→ Set problem
Convert the rows, from the line containing "find the curved wooden beam" through the end of the rows, into a Markdown table with two columns, Line number and Text. Give each line its own number and leave out any blank lines.
╭─ Data shown
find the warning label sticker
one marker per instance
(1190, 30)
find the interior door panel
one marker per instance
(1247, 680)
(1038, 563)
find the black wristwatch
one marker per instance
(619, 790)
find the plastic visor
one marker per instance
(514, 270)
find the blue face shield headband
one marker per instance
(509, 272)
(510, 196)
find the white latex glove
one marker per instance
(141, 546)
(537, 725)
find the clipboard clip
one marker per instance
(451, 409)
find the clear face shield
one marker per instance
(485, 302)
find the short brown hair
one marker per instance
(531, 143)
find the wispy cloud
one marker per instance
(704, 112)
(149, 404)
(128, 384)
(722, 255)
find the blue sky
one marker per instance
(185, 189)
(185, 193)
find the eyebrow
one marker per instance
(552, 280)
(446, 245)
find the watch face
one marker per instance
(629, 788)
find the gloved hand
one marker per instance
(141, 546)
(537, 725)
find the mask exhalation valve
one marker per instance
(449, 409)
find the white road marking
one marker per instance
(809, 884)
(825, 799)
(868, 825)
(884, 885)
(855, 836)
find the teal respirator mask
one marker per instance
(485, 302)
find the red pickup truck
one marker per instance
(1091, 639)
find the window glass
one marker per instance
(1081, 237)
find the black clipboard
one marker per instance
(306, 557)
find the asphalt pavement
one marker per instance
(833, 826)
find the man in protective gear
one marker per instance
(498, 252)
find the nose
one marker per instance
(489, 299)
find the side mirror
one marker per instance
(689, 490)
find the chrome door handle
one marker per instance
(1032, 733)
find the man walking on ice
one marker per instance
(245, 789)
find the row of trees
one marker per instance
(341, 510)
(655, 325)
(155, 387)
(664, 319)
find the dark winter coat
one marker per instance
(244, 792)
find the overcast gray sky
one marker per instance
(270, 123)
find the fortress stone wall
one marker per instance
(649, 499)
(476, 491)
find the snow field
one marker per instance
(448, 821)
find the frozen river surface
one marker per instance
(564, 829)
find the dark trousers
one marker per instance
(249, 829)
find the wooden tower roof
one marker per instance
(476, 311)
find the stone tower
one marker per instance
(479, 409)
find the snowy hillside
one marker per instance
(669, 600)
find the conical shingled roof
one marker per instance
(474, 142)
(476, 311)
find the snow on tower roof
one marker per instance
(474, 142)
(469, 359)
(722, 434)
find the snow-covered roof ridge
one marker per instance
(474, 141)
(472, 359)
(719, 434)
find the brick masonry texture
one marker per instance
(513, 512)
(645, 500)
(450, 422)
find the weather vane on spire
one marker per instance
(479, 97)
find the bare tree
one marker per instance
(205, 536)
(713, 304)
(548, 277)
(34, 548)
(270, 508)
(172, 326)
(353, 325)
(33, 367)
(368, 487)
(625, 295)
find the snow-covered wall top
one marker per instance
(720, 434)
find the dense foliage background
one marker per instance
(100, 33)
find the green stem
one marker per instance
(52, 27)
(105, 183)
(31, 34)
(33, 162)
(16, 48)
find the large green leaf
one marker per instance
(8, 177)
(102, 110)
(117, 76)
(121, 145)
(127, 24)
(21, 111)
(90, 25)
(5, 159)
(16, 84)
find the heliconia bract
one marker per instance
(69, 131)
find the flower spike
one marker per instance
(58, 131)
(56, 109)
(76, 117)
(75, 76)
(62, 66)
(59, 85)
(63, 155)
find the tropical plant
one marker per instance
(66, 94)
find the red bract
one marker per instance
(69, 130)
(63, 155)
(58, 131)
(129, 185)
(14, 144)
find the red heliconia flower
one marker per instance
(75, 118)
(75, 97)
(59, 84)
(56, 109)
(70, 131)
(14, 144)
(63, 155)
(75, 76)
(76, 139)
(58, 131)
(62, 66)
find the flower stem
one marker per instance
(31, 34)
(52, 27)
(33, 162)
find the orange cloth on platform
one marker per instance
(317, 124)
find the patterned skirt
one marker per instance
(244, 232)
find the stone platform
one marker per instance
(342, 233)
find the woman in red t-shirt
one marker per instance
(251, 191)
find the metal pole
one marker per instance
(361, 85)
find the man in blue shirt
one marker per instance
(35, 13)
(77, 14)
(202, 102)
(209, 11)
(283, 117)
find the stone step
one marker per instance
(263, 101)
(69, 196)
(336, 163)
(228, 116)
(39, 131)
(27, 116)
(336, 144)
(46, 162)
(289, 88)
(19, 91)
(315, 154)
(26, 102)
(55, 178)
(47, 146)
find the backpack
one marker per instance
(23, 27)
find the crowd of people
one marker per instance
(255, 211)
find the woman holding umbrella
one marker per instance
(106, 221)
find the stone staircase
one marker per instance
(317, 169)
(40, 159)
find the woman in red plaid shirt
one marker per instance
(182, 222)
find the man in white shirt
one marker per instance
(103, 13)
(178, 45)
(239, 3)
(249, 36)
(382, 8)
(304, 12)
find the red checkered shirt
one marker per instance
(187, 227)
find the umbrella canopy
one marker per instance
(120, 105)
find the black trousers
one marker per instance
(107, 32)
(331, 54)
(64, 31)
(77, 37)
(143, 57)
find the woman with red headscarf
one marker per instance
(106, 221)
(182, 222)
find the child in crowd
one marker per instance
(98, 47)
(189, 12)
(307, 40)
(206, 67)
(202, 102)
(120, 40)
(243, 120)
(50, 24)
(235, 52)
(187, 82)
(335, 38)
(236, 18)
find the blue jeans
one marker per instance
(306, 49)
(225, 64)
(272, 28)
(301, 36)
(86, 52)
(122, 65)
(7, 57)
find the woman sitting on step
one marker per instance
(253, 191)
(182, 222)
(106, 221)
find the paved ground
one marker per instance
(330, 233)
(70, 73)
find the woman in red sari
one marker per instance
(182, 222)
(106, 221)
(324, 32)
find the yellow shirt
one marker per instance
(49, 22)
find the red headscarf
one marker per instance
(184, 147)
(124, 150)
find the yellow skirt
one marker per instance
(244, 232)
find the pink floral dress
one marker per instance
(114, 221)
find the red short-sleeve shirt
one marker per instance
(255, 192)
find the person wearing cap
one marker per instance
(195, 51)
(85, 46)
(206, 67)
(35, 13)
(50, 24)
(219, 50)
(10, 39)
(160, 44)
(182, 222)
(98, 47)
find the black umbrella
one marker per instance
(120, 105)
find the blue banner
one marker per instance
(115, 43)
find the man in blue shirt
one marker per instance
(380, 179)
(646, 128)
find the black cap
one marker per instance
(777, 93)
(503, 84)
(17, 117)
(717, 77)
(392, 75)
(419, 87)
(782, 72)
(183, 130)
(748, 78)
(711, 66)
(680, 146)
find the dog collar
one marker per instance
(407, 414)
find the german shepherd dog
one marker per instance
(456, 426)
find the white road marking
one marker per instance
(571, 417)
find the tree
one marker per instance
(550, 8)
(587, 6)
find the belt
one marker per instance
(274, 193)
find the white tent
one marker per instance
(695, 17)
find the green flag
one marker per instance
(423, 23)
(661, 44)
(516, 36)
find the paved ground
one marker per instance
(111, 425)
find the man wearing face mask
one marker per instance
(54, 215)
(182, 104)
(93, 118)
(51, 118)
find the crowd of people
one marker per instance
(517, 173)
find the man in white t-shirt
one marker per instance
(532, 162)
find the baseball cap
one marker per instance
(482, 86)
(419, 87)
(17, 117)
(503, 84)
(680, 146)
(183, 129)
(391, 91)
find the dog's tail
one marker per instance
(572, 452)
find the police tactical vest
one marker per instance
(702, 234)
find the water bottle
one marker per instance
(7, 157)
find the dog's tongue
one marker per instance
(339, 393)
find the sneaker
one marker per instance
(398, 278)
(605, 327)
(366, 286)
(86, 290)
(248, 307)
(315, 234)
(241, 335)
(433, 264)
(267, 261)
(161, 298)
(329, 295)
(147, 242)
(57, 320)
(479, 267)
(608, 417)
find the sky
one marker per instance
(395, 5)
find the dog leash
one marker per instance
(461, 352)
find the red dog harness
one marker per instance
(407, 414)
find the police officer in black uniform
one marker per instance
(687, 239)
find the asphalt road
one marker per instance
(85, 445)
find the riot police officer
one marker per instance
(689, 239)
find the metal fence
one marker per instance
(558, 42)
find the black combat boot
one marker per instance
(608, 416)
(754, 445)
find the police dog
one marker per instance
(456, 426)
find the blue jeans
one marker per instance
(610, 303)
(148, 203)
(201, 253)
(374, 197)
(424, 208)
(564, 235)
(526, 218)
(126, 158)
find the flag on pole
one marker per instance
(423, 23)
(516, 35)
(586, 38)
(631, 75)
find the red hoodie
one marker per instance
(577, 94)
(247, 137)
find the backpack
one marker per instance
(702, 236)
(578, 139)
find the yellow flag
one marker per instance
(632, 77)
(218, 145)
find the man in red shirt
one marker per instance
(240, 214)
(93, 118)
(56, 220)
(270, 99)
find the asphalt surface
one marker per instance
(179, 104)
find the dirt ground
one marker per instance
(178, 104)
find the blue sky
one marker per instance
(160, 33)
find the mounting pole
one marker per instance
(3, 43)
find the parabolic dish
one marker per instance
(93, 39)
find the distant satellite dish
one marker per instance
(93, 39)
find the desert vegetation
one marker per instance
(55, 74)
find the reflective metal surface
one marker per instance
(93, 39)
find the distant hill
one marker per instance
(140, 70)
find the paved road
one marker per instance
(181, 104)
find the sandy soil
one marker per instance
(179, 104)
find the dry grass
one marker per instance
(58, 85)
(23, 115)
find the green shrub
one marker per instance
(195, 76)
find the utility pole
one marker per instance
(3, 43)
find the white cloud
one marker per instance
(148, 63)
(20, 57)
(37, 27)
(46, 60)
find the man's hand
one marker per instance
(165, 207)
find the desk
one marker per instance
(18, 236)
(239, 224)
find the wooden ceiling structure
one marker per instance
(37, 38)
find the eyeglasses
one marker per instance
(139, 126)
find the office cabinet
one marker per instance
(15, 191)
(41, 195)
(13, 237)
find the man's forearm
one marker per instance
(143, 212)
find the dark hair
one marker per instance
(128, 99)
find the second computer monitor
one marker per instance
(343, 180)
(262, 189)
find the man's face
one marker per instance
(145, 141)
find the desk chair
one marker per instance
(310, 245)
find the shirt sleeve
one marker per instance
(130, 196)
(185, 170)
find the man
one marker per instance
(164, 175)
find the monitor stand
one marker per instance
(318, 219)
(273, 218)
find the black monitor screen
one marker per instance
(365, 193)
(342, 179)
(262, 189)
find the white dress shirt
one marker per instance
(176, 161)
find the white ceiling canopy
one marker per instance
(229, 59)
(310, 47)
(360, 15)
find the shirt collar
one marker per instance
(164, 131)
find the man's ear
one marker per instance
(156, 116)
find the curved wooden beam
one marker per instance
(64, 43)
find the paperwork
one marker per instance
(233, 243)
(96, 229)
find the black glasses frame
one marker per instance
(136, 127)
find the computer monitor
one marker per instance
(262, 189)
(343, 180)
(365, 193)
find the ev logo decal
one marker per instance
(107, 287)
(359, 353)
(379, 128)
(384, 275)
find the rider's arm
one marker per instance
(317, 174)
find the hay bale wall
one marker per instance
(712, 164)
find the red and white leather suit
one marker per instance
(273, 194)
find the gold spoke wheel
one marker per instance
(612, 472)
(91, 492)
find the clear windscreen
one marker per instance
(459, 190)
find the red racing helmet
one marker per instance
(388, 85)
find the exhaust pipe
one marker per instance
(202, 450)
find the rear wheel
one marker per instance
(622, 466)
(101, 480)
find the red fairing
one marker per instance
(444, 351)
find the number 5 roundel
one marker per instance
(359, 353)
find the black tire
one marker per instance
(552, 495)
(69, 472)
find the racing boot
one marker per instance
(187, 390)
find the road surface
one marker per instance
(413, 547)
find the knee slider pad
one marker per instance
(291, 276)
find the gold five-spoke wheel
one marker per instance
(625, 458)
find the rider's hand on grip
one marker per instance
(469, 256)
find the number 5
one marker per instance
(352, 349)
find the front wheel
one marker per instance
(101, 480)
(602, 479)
╰─
→ Result for this exercise
| Line number | Text |
|---|---|
| 1 | find the curved wooden beam |
| 2 | one marker per instance |
| 3 | (64, 43) |
| 4 | find the paperwork |
| 5 | one marker per instance |
| 6 | (233, 243) |
| 7 | (96, 229) |
| 8 | find the black glasses frame |
| 9 | one marker per instance |
| 10 | (136, 127) |
| 11 | find the computer monitor |
| 12 | one marker per instance |
| 13 | (262, 189) |
| 14 | (343, 180) |
| 15 | (365, 193) |
| 16 | find the ev logo decal |
| 17 | one marker per instance |
| 18 | (107, 287) |
| 19 | (359, 353) |
| 20 | (379, 128) |
| 21 | (384, 275) |
| 22 | find the rider's arm |
| 23 | one marker per instance |
| 24 | (317, 174) |
| 25 | find the hay bale wall |
| 26 | one marker per instance |
| 27 | (712, 164) |
| 28 | find the red and white leather suit |
| 29 | one marker per instance |
| 30 | (273, 194) |
| 31 | find the gold spoke wheel |
| 32 | one marker per instance |
| 33 | (612, 472) |
| 34 | (91, 492) |
| 35 | find the clear windscreen |
| 36 | one marker per instance |
| 37 | (459, 190) |
| 38 | find the red racing helmet |
| 39 | one marker per instance |
| 40 | (388, 85) |
| 41 | find the exhaust pipe |
| 42 | one marker per instance |
| 43 | (202, 450) |
| 44 | find the rear wheel |
| 45 | one marker per instance |
| 46 | (622, 466) |
| 47 | (101, 480) |
| 48 | find the red fairing |
| 49 | one marker per instance |
| 50 | (444, 351) |
| 51 | find the number 5 roundel |
| 52 | one marker per instance |
| 53 | (359, 353) |
| 54 | find the black tire |
| 55 | one marker per instance |
| 56 | (552, 495) |
| 57 | (69, 472) |
| 58 | find the racing boot |
| 59 | one marker per instance |
| 60 | (187, 390) |
| 61 | find the road surface |
| 62 | one marker per instance |
| 63 | (413, 547) |
| 64 | find the knee slider pad |
| 65 | one marker per instance |
| 66 | (291, 276) |
| 67 | find the gold five-spoke wheel |
| 68 | one marker per instance |
| 69 | (625, 458) |
| 70 | find the rider's hand on grip |
| 71 | one marker per instance |
| 72 | (469, 256) |
| 73 | find the number 5 |
| 74 | one marker per instance |
| 75 | (352, 349) |
| 76 | find the front wheel |
| 77 | one marker per instance |
| 78 | (101, 480) |
| 79 | (602, 479) |